SOURCE MATERIAL:
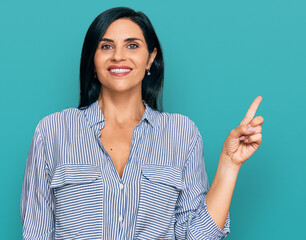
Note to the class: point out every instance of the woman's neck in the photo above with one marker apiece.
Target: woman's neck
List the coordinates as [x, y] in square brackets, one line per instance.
[121, 108]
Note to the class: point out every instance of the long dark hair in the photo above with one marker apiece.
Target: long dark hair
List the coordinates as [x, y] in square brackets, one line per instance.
[152, 85]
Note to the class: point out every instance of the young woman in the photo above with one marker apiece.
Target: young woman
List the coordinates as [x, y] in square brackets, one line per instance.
[117, 167]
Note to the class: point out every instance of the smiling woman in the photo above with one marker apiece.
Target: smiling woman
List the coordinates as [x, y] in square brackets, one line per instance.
[117, 167]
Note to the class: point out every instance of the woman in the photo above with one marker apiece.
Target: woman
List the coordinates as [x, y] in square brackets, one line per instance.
[116, 167]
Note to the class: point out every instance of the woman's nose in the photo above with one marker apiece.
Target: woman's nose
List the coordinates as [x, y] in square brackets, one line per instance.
[118, 54]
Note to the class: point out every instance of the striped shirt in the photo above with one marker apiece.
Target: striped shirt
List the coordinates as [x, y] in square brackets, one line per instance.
[71, 189]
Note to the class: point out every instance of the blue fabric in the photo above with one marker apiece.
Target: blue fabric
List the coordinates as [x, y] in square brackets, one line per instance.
[71, 189]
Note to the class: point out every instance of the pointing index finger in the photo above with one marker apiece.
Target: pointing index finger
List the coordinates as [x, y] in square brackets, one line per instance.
[252, 110]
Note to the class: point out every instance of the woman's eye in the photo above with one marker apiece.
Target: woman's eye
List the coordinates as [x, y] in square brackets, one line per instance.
[132, 46]
[106, 47]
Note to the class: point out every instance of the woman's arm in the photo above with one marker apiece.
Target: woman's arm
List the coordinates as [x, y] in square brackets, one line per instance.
[241, 143]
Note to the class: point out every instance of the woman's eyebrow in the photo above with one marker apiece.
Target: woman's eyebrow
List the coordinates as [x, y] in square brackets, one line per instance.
[126, 40]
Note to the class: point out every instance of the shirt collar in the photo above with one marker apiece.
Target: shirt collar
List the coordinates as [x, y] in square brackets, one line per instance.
[95, 116]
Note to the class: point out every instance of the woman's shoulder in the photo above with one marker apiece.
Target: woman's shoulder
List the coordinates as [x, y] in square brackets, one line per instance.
[68, 118]
[62, 116]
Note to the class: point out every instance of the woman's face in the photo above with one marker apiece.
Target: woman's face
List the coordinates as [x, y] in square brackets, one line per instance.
[122, 57]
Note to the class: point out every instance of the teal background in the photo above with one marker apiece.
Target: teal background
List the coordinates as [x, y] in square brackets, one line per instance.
[219, 56]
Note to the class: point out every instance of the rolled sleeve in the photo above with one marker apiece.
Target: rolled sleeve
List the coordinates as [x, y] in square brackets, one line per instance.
[193, 221]
[36, 205]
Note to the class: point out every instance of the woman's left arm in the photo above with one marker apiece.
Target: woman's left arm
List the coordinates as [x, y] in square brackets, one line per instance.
[240, 144]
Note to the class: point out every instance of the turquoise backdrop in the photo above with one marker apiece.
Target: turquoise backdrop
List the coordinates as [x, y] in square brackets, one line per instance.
[219, 56]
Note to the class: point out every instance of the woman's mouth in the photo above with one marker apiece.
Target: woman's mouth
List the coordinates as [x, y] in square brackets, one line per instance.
[119, 71]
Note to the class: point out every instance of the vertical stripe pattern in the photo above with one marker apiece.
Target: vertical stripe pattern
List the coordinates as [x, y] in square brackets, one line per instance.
[71, 189]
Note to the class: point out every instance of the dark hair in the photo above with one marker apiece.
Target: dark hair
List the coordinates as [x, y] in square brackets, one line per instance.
[90, 86]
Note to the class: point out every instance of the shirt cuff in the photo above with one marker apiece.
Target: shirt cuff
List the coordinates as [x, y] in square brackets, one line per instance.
[216, 232]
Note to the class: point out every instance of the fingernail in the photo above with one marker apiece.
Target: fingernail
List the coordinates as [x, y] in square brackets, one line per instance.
[242, 138]
[251, 129]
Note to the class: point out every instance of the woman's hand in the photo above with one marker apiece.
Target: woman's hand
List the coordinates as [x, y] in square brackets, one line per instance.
[244, 140]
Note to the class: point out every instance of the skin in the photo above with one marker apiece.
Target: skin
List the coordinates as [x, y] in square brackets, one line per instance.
[238, 147]
[121, 103]
[120, 97]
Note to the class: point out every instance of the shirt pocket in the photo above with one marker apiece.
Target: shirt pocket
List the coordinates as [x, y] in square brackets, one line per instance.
[160, 187]
[78, 193]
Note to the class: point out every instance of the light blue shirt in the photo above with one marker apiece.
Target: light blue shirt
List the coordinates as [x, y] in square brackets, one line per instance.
[71, 189]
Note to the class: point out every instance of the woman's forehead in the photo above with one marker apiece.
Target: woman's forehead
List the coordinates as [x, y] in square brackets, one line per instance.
[122, 29]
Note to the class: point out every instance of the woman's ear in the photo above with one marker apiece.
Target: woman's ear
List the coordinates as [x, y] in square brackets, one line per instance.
[151, 58]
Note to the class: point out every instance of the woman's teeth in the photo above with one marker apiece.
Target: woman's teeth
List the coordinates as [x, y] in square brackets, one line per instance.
[120, 70]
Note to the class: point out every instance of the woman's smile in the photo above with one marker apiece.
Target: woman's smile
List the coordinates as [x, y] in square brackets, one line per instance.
[119, 71]
[122, 54]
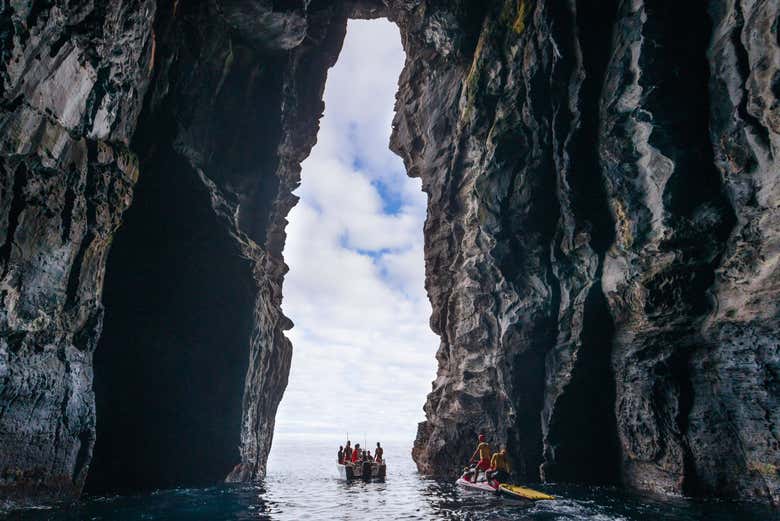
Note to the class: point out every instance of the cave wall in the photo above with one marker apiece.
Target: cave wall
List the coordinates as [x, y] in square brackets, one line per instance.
[601, 244]
[72, 77]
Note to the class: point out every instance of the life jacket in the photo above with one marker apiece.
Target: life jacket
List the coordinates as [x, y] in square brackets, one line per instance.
[498, 462]
[484, 451]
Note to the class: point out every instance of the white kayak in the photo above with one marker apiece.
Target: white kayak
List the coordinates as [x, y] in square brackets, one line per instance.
[483, 486]
[504, 489]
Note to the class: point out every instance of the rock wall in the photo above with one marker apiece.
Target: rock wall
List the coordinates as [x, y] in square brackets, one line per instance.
[601, 242]
[72, 77]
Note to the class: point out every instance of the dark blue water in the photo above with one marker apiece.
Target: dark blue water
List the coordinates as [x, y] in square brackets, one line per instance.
[307, 488]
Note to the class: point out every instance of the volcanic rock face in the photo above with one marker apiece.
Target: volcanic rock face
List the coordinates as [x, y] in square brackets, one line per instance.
[73, 76]
[601, 244]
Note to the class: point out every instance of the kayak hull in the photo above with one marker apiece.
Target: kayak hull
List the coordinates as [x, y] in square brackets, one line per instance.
[482, 486]
[365, 471]
[505, 490]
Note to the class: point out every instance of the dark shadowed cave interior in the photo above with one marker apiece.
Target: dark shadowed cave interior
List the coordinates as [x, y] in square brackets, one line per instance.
[171, 363]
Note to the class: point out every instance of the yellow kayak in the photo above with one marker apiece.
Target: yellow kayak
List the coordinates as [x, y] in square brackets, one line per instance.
[517, 492]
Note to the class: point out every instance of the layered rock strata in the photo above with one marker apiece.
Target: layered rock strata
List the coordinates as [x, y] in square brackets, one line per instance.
[601, 244]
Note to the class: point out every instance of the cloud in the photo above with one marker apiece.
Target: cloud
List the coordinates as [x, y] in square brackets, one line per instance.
[363, 356]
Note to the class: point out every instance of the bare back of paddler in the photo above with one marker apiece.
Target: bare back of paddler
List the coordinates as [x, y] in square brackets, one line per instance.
[482, 455]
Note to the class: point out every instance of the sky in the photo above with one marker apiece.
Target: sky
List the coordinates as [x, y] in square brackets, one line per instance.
[363, 352]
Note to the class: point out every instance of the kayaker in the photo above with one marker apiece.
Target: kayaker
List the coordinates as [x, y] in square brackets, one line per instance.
[499, 467]
[483, 452]
[356, 455]
[348, 452]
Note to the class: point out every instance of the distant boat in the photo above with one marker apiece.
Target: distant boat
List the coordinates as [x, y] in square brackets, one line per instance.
[366, 470]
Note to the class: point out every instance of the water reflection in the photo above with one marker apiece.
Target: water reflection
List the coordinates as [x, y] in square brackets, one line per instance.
[308, 489]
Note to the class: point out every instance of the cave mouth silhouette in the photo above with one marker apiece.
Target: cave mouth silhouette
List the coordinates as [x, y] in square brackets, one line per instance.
[171, 364]
[366, 280]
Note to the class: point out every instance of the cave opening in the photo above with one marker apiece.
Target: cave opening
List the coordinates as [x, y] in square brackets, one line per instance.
[181, 311]
[355, 289]
[170, 366]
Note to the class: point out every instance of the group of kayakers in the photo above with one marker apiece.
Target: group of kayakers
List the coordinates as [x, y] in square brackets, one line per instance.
[496, 466]
[347, 454]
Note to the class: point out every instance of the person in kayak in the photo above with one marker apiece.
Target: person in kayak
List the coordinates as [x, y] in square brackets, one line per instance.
[499, 467]
[483, 452]
[356, 454]
[348, 452]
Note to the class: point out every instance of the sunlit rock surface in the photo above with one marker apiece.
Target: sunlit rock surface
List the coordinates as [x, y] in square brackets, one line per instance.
[602, 238]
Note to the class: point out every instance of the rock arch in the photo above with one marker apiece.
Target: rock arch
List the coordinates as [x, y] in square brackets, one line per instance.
[600, 243]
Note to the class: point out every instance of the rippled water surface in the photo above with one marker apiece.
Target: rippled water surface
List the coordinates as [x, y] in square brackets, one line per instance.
[307, 488]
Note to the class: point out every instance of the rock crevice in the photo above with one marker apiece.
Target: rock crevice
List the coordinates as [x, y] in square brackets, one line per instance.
[601, 245]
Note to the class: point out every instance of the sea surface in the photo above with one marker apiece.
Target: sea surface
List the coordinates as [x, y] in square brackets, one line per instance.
[307, 487]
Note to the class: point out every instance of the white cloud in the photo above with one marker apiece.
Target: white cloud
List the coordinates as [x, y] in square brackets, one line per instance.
[363, 352]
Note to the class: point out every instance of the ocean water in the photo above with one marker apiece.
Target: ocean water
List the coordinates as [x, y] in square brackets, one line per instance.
[307, 488]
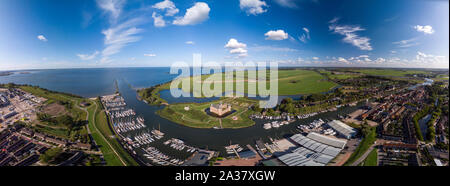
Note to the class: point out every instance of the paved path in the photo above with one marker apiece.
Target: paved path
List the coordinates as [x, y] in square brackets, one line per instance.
[95, 127]
[363, 157]
[87, 126]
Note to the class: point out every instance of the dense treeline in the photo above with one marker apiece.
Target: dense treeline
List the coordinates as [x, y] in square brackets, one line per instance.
[13, 85]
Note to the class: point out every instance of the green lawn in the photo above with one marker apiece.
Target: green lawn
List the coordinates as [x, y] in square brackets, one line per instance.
[390, 72]
[290, 82]
[101, 124]
[371, 159]
[76, 113]
[196, 116]
[363, 146]
[338, 75]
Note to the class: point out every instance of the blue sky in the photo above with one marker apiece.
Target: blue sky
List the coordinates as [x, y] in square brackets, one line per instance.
[129, 33]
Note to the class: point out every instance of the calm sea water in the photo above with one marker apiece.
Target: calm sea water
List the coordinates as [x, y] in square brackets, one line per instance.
[97, 82]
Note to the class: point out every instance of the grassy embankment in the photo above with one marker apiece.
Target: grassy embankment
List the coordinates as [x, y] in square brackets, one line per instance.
[112, 151]
[197, 117]
[79, 130]
[96, 116]
[290, 82]
[338, 75]
[367, 141]
[372, 159]
[389, 72]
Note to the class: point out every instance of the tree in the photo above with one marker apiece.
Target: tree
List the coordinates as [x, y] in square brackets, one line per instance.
[50, 155]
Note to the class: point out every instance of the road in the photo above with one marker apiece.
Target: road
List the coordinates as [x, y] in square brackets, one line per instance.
[98, 131]
[363, 157]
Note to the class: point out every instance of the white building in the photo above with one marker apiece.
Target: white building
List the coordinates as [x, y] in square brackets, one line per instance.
[342, 129]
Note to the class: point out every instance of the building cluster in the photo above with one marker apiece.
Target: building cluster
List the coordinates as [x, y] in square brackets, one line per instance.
[220, 109]
[16, 104]
[19, 150]
[312, 150]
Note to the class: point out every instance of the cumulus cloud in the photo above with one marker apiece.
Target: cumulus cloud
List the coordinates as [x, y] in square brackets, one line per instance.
[42, 38]
[363, 43]
[150, 55]
[113, 7]
[167, 5]
[121, 32]
[427, 29]
[158, 20]
[194, 15]
[343, 60]
[119, 36]
[86, 57]
[253, 7]
[235, 47]
[305, 36]
[272, 48]
[276, 35]
[287, 3]
[406, 43]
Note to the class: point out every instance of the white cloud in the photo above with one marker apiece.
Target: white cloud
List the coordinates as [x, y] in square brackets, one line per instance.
[42, 38]
[334, 20]
[427, 29]
[363, 43]
[167, 5]
[429, 60]
[194, 15]
[406, 43]
[253, 7]
[272, 48]
[305, 36]
[276, 35]
[119, 36]
[343, 60]
[233, 43]
[235, 47]
[380, 60]
[287, 3]
[238, 51]
[158, 20]
[85, 57]
[113, 7]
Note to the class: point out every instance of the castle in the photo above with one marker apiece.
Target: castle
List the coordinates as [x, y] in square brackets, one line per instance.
[220, 109]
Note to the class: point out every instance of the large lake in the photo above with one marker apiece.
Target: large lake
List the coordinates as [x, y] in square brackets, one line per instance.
[97, 82]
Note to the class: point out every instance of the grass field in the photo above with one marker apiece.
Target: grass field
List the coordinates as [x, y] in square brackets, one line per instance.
[390, 72]
[363, 146]
[290, 82]
[112, 151]
[340, 75]
[59, 130]
[371, 159]
[196, 116]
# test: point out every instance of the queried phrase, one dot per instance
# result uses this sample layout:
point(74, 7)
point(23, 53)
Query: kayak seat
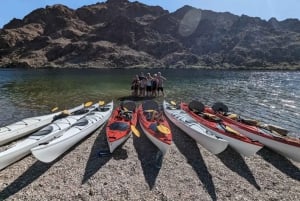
point(81, 122)
point(102, 109)
point(211, 117)
point(196, 106)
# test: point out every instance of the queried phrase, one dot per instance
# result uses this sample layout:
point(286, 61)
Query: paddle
point(149, 110)
point(87, 104)
point(135, 131)
point(54, 109)
point(101, 103)
point(230, 130)
point(163, 129)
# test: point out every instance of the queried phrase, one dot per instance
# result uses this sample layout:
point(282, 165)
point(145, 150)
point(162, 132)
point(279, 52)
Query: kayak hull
point(26, 126)
point(289, 148)
point(118, 128)
point(240, 143)
point(55, 148)
point(195, 130)
point(160, 140)
point(46, 134)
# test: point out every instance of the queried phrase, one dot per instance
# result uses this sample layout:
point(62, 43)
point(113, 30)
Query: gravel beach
point(188, 172)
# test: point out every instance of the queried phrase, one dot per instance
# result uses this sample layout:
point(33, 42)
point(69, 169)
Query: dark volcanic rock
point(119, 33)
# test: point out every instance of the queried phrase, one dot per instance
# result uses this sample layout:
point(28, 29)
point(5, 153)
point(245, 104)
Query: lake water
point(270, 96)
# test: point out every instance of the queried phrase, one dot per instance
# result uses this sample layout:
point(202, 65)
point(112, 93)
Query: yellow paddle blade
point(163, 129)
point(66, 112)
point(230, 130)
point(88, 104)
point(277, 129)
point(135, 131)
point(54, 109)
point(173, 102)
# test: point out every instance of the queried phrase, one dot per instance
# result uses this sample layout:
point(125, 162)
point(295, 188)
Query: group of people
point(148, 85)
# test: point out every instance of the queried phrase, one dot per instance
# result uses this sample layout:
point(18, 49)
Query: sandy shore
point(188, 172)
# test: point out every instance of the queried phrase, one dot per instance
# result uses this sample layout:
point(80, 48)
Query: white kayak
point(26, 126)
point(46, 134)
point(48, 152)
point(195, 130)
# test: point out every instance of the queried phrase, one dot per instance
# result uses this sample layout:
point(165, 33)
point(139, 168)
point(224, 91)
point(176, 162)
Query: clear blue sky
point(265, 9)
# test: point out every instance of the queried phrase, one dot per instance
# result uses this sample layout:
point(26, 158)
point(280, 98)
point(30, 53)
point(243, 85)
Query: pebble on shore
point(188, 172)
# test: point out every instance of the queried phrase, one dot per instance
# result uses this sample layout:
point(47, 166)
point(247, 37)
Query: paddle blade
point(135, 131)
point(66, 112)
point(233, 116)
point(54, 109)
point(101, 103)
point(230, 130)
point(173, 102)
point(88, 104)
point(163, 129)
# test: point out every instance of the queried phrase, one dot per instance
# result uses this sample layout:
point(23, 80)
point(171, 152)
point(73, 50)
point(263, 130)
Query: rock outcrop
point(119, 33)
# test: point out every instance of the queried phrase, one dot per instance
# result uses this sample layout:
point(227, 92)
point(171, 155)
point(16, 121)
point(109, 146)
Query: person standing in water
point(135, 86)
point(160, 86)
point(148, 84)
point(154, 84)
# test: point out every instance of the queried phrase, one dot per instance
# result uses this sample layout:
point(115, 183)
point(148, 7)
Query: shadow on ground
point(29, 176)
point(280, 162)
point(147, 154)
point(236, 163)
point(100, 155)
point(188, 147)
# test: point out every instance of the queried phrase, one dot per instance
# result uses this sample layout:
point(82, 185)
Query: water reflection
point(270, 96)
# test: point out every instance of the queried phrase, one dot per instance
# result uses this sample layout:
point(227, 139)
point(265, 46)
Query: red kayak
point(237, 141)
point(155, 125)
point(271, 136)
point(121, 124)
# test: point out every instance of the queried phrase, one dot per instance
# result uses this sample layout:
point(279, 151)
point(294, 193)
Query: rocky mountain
point(119, 33)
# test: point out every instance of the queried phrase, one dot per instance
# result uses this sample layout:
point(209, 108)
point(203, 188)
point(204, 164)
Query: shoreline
point(188, 172)
point(242, 68)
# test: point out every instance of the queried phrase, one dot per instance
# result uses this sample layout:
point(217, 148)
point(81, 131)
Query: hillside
point(119, 33)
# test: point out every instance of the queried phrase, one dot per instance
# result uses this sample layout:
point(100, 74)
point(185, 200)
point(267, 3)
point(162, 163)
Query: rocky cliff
point(119, 33)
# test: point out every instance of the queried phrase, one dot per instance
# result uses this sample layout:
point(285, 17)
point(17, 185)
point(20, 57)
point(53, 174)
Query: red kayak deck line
point(214, 126)
point(167, 139)
point(114, 135)
point(254, 129)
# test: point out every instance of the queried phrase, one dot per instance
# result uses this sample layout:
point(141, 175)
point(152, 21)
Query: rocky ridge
point(119, 33)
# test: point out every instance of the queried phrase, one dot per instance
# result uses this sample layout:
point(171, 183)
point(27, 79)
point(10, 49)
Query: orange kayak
point(119, 126)
point(157, 129)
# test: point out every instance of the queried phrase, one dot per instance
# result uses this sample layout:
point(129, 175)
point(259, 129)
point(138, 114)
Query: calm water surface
point(270, 96)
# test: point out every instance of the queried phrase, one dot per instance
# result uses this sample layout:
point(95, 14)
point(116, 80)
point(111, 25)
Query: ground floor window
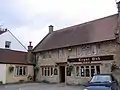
point(47, 71)
point(21, 70)
point(92, 71)
point(82, 71)
point(87, 70)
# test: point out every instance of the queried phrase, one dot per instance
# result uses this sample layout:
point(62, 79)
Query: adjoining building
point(74, 54)
point(15, 64)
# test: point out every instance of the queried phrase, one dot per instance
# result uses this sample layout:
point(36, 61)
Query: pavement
point(39, 86)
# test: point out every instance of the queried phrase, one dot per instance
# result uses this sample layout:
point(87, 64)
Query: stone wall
point(96, 49)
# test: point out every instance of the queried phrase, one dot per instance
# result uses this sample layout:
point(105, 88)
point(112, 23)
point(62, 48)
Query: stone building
point(74, 54)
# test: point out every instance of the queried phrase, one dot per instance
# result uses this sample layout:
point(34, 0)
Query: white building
point(14, 65)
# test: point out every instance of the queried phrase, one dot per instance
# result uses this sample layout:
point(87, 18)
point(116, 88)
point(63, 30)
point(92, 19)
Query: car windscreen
point(101, 78)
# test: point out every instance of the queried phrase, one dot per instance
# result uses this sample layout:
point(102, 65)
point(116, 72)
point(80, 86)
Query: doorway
point(62, 74)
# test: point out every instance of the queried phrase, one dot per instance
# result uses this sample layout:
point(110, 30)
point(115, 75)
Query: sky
point(28, 20)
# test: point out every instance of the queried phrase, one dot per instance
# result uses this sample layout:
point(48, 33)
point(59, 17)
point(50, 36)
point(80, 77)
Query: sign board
point(89, 59)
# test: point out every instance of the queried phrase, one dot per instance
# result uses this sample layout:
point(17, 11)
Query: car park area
point(40, 86)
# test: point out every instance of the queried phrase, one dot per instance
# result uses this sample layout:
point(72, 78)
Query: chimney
point(118, 6)
point(30, 47)
point(50, 29)
point(29, 53)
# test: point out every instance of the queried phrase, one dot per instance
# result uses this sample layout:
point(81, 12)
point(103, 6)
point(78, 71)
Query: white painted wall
point(15, 45)
point(3, 73)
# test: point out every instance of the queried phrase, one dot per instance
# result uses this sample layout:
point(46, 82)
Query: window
point(49, 54)
point(48, 71)
point(51, 71)
point(77, 71)
point(87, 71)
point(45, 71)
point(92, 71)
point(42, 71)
point(21, 70)
point(7, 44)
point(55, 71)
point(82, 71)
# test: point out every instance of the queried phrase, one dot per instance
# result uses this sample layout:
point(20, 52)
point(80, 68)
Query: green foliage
point(21, 81)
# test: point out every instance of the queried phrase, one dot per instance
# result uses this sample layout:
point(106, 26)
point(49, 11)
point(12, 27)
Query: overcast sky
point(28, 20)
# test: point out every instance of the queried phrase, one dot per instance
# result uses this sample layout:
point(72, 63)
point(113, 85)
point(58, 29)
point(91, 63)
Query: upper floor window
point(7, 44)
point(61, 53)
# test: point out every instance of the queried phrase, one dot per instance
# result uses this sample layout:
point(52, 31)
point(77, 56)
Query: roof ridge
point(12, 50)
point(66, 28)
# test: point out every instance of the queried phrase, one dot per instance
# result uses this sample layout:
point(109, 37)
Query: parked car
point(102, 82)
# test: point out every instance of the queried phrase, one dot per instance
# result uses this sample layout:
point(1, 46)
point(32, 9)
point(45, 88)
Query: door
point(62, 74)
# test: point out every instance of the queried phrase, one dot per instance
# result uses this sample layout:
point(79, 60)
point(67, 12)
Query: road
point(39, 86)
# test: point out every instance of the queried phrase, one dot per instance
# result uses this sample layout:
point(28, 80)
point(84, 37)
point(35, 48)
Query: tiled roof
point(94, 31)
point(11, 56)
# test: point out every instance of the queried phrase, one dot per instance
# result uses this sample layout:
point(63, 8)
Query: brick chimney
point(30, 47)
point(50, 29)
point(117, 31)
point(29, 54)
point(118, 6)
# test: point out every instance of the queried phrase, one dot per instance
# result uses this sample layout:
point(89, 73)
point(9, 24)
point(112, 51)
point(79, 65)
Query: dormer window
point(7, 44)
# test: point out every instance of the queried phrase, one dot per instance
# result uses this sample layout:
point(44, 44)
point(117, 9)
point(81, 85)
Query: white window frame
point(17, 70)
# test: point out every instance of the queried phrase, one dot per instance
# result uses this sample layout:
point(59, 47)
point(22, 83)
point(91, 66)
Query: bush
point(21, 81)
point(11, 68)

TASK INSTRUCTIONS:
List every line in the records above that contains the string "young", copying each line in full.

SOLUTION FOR THIS PROBLEM:
Note to the class: point out every instance of the young woman in the photo above with one marker apiece.
Target: young woman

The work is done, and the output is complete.